Besides just generally causing me to slow down and quiet and humble me, here is how I believe God is using my pain and situation to sanctify me: Since I was a teenager I have always had an obsession about my appearance and my weight. Struggling with acne probably (it did) brought about my obsession with my appearance, and I suspect that the combination of dissatisfaction with myself and compliments from others about my petite size made me sort of latch on to this body image as the thing that made me count for anything. I had always been a size 6 or smaller (except when I was pregnant with Angela -my first) and even then I exercised to extreme afterward, even injuring my knee in the process.

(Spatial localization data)
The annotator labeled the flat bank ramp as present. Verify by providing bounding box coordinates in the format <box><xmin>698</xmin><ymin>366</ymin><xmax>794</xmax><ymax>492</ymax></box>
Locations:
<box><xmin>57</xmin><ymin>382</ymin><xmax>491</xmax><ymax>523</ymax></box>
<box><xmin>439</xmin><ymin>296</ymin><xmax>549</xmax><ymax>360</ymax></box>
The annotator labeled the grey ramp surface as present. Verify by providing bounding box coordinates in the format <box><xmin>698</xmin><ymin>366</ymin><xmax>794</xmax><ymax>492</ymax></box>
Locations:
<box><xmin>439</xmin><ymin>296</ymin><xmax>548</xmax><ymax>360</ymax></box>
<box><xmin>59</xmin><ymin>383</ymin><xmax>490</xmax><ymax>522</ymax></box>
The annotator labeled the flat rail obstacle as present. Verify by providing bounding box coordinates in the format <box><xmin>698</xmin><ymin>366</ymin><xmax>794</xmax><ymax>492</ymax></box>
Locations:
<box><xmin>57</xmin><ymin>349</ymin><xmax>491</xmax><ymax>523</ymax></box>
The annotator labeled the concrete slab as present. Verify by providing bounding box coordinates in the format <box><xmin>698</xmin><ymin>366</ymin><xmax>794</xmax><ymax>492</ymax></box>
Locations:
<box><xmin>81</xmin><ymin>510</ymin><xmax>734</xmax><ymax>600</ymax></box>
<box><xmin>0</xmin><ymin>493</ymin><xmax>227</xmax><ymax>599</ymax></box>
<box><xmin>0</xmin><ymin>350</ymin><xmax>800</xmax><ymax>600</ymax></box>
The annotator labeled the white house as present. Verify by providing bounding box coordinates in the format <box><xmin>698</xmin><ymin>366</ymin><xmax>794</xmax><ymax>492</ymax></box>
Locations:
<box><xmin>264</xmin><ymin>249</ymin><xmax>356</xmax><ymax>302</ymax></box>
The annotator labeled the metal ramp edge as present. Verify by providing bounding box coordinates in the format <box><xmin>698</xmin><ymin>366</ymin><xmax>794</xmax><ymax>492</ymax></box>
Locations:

• What the task asks:
Render this sentence from the passage on body image in Spanish: "I had always been a size 6 or smaller (except when I was pregnant with Angela -my first) and even then I exercised to extreme afterward, even injuring my knee in the process."

• Expected answer:
Siempre había usado una talla 6 o menor (excepto cuando estaba embarazada de Angela, mi primera) e incluso entonces hice ejercicio en exceso después, llegando a lesionarme la rodilla en el proceso.